◆ **PROBLEMS TO WORK ON**
**A.** In the passage on water, how many gallons per day do the eighty fog collectors yield?
**B.** Can you reproduce word for word the stretch of the passage on water from "Water, shortage and" through "requires no energy."?
**C.** Could you resume the passage on water from its final sentence and carry it further?

◆ **EXTRACT**

Water has a ritual presence in most human societies. We gain a sense of place and self from water. Water serves a canonical role in a majority of the world’s religions. Jews and Christians baptize with water. Shinto considers water the most intimate act of deity. Muslims wash their feet before entering the mosque. Hindus consider the Ganges a holy river that flows beyond earth to the realm of Moksha.
Water, shortage and excess, has its extremes. In the lee side of the Andes is Chungungo, Chile, a small village where water must be trucked from 30 miles away. Naturalists first noted eucalyptus trees flourished on the mountain ridge overlooking the town, catching and condensing the nightly fog in their leaves and branches. To mimic this, a high-tech plastic mesh has been installed at this same location to harvest the fog and collect water droplets. The collected water is piped to the village each day. Eighty fog collectors yield 2,600 gallons per day. This is new wealth for Chungungo. Local water consumption has doubled to eight gallons per person per day. The water system requires no energy.

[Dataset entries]
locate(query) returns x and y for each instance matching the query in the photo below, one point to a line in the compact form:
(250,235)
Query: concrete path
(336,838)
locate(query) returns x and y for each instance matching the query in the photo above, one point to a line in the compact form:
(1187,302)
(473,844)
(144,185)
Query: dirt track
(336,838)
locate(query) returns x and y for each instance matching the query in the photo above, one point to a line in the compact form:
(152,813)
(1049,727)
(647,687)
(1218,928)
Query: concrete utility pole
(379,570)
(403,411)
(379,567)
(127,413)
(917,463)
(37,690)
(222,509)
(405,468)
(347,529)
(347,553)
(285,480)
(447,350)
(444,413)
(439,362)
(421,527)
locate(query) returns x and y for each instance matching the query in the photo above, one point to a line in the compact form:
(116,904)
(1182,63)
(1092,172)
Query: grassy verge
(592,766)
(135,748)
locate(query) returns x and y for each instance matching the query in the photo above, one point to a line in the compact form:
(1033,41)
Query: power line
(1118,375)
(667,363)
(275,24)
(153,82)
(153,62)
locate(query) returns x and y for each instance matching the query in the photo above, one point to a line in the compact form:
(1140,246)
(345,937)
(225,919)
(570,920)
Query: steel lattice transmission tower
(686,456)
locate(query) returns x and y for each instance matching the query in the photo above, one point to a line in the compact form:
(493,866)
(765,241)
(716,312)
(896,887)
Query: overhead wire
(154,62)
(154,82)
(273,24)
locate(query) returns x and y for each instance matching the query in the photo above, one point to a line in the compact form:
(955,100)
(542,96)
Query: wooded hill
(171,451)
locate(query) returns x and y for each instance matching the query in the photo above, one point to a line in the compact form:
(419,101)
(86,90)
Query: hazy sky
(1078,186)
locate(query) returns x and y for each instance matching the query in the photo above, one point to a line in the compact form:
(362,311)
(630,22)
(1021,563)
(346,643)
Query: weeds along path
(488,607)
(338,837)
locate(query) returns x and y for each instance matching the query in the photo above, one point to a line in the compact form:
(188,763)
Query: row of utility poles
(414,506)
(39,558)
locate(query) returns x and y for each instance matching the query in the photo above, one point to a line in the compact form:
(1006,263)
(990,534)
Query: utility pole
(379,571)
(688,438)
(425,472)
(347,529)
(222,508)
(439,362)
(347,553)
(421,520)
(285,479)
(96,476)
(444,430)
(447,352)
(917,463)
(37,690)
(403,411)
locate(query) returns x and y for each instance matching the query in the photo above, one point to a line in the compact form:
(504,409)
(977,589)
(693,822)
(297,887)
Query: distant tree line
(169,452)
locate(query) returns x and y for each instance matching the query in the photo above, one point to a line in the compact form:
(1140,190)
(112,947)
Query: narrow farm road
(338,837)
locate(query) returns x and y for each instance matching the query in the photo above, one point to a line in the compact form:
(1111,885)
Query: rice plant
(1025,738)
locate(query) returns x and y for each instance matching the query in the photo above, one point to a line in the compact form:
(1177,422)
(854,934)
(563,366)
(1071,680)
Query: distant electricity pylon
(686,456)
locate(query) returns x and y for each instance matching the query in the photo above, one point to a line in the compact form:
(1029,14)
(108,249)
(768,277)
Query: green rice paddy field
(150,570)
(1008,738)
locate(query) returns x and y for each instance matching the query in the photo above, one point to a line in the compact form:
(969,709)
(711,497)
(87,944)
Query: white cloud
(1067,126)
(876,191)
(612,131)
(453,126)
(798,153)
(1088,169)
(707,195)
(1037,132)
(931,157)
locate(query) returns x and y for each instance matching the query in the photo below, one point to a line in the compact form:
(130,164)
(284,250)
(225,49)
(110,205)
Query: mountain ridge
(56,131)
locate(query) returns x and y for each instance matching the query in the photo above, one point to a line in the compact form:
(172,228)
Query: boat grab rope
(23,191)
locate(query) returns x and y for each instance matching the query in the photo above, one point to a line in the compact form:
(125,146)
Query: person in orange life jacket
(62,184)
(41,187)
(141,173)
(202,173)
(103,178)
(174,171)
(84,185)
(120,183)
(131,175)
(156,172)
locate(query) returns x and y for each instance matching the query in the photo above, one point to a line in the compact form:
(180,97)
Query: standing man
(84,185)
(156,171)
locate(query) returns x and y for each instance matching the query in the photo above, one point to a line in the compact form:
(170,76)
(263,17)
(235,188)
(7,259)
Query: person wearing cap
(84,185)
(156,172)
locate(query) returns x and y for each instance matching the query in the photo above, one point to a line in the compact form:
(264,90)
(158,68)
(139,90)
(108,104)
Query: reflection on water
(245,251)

◆ **TASK ANSWERS**
**A.** 2,600 gallons per day.

**B.**
Water, shortage and excess, has its extremes. In the lee side of the Andes is Chungungo, Chile, a small village where water must be trucked from 30 miles away. Naturalists first noted eucalyptus trees flourished on the mountain ridge overlooking the town, catching and condensing the nightly fog in their leaves and branches. To mimic this, a high-tech plastic mesh has been installed at this same location to harvest the fog and collect water droplets. The collected water is piped to the village each day. Eighty fog collectors yield 2,600 gallons per day. This is new wealth for Chungungo. Local water consumption has doubled to eight gallons per person per day. The water system requires no energy.

**C.**
The mighty Colorado River no longer reaches the Sea of Cortez at Baja. The Aral Sea in Central Asia, complete with its ships and fishery, has disappeared as this massive fresh water body has been depleted by Soviet-era irrigated cotton projects. In northern India, the ground aquifer is dropping at a foot per year due to expansive agricultural use and limited recharge. The Ogallala aquifer of the High Plains irrigates a third of the nation’s food and fiber, some 175,000 square miles with 5 trillion gallons pumped annually. A Texas Tech study demonstrated the Ogallala generated $1.6 billion and 17,000 jobs in a 26-county area of Texas alone. The Ogallala is nonrechargeable, and pumping is restricted or unavailable in some areas.
Technology has advanced center pivot irrigation so that corn and potato yields have doubled in Central Wisconsin, but both are dependent on the Central Wisconsin aquifer. Even a moist region with 32 inches of nominal rainfall can suffer a use/recharge deficit if use is unheeding. The purpose of this little book is to begin conversations that will ensure the preservation of the Central Wisconsin aquifer. A select group of citizens face the responsibility of a shared aquifer. Beyond lie many questions. What is the role of the agriculture sector in maintaining the aquifer? What is the responsibility of the municipalities to safeguard the resource? What does the science of aquifer management suggest? In the end, can we agree that a parity water level is possible, and can we identify optimal water use for promoting economic activity, protecting the water resources, and promoting happy and productive communities?
These essays present opinions on the water debate already under way. The editorial collection plate was passed around the community that share this resource to see what farmers, residents, scientists and elected officials would throw in the pot. Walking on Water is a litmus test to ascertain our collective state of mind on the water issue in Central Wisconsin. The backdrop is stark, with potential long-lasting negative effects to the surface environments, altered qualities of life, and risk of overwhelming the water resource until it fails.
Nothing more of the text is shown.